• Work to be completed
Which lines of the material contain the word "parking"? Show each one.

• Input material
* * * * * * * * *
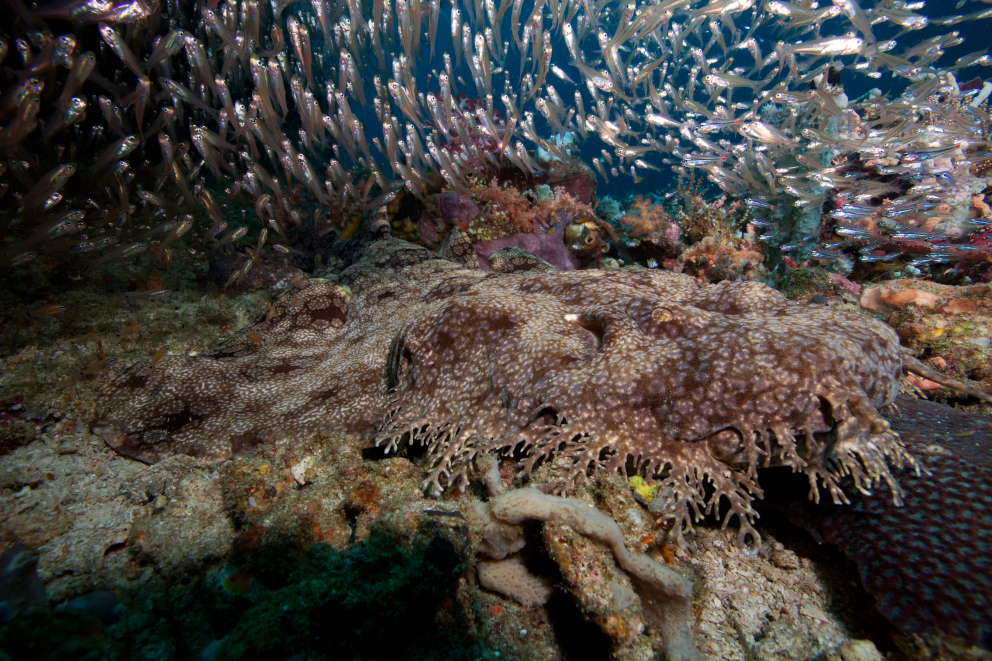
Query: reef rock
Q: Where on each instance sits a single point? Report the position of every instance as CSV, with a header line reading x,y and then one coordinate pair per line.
x,y
636,369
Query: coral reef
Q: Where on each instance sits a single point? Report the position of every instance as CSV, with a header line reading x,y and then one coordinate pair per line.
x,y
434,325
925,562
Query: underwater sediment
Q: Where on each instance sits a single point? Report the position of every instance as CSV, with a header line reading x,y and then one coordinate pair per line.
x,y
251,363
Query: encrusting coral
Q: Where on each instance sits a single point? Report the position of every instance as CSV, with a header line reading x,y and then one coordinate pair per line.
x,y
636,370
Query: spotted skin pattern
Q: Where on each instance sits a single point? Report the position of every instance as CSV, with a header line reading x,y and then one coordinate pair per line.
x,y
929,564
631,370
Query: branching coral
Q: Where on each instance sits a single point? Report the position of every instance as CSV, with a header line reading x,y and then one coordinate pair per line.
x,y
715,260
508,211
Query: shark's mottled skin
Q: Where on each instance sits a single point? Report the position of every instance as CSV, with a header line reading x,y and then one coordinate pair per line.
x,y
635,370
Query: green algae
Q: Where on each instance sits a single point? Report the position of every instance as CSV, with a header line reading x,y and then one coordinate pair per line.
x,y
389,597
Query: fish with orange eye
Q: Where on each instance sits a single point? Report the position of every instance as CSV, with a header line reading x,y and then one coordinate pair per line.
x,y
585,240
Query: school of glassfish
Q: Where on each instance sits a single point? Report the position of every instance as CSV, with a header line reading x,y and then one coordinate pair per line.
x,y
111,105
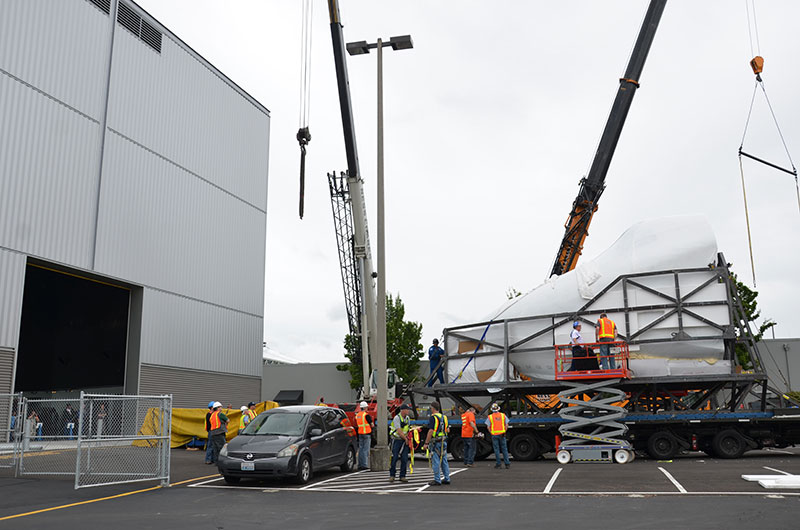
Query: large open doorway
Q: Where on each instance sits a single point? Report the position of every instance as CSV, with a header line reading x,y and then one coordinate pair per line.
x,y
73,334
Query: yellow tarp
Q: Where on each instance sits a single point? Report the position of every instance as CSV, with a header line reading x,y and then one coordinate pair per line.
x,y
191,423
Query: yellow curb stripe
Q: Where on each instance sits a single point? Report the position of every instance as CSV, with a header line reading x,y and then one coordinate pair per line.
x,y
103,498
79,503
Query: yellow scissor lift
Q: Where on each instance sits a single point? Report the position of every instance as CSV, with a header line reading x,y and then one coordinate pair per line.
x,y
593,430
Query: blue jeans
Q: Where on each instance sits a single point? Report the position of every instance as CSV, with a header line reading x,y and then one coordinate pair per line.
x,y
399,452
469,450
439,373
209,449
606,362
438,452
364,441
499,444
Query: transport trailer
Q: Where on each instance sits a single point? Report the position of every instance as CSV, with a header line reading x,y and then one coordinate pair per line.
x,y
715,406
660,422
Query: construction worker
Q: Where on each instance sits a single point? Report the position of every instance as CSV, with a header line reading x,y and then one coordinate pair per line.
x,y
469,430
209,450
436,443
364,426
498,425
605,330
219,427
401,424
434,357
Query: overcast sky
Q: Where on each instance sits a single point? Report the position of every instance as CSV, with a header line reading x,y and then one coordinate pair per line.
x,y
490,122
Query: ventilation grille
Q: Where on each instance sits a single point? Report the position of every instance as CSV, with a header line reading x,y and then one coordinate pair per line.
x,y
102,5
134,23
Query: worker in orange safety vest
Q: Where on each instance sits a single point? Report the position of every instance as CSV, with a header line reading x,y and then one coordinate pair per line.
x,y
605,330
364,426
498,425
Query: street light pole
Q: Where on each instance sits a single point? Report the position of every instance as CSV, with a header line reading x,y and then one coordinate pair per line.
x,y
379,460
380,360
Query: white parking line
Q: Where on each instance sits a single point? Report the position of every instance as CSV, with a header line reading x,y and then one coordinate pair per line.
x,y
552,480
776,470
205,482
672,479
332,479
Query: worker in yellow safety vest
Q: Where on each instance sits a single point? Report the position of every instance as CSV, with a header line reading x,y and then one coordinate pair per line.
x,y
605,330
364,426
247,416
498,425
401,424
436,443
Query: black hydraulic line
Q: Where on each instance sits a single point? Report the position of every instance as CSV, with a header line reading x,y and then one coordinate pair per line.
x,y
343,84
591,187
770,164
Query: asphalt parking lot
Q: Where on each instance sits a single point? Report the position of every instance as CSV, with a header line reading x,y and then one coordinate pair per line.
x,y
693,489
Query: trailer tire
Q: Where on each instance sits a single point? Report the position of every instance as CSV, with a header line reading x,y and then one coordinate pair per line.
x,y
662,445
728,444
525,446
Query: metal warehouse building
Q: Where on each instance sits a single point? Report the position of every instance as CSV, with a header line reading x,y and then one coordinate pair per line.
x,y
133,196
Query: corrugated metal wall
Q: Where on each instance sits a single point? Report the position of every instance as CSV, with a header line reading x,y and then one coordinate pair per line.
x,y
6,370
48,181
184,184
192,389
173,104
41,41
163,227
178,331
12,279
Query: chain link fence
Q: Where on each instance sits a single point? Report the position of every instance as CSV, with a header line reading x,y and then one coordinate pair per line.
x,y
123,439
100,439
10,428
49,437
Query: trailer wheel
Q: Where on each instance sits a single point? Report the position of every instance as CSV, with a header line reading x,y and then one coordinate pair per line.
x,y
524,446
621,456
728,444
662,445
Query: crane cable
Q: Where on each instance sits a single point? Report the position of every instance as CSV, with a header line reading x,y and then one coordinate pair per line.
x,y
303,134
757,64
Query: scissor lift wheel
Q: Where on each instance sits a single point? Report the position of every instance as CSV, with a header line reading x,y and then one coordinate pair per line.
x,y
623,456
563,456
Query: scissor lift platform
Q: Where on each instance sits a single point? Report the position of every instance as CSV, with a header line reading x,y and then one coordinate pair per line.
x,y
593,430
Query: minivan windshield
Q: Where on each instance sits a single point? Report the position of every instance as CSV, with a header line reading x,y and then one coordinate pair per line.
x,y
277,423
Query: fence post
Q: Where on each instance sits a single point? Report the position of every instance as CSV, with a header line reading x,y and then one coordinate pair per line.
x,y
78,448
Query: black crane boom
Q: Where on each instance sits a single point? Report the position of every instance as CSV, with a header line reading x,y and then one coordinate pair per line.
x,y
592,186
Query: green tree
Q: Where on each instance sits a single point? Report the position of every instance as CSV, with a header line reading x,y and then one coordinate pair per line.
x,y
403,345
750,306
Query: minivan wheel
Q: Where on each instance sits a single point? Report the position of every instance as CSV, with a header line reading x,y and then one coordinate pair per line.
x,y
349,460
304,470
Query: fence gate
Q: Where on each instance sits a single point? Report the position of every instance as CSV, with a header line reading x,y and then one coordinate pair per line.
x,y
123,439
100,439
11,406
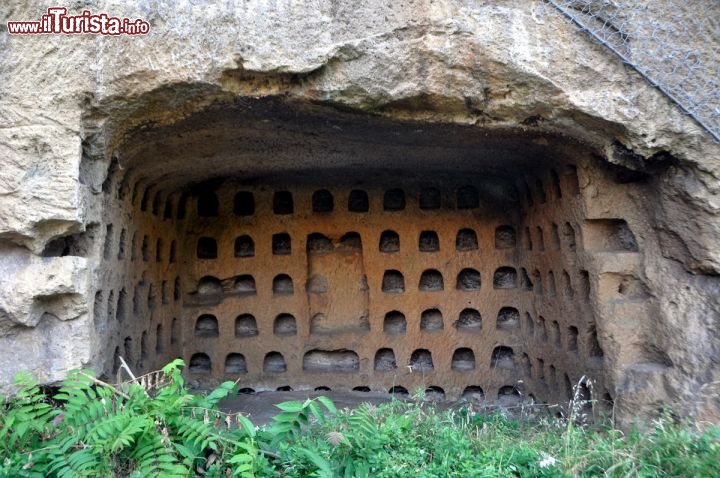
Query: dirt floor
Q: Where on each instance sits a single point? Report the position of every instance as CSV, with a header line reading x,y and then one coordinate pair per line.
x,y
260,407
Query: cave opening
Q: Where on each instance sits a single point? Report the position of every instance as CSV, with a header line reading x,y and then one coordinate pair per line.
x,y
298,246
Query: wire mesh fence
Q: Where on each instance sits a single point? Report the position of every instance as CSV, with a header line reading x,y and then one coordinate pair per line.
x,y
673,44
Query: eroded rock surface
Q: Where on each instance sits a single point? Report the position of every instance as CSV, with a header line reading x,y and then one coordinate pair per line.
x,y
103,139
* * * * * * * * *
• Finished exercise
Query: white parking line
Query: asphalt parking lot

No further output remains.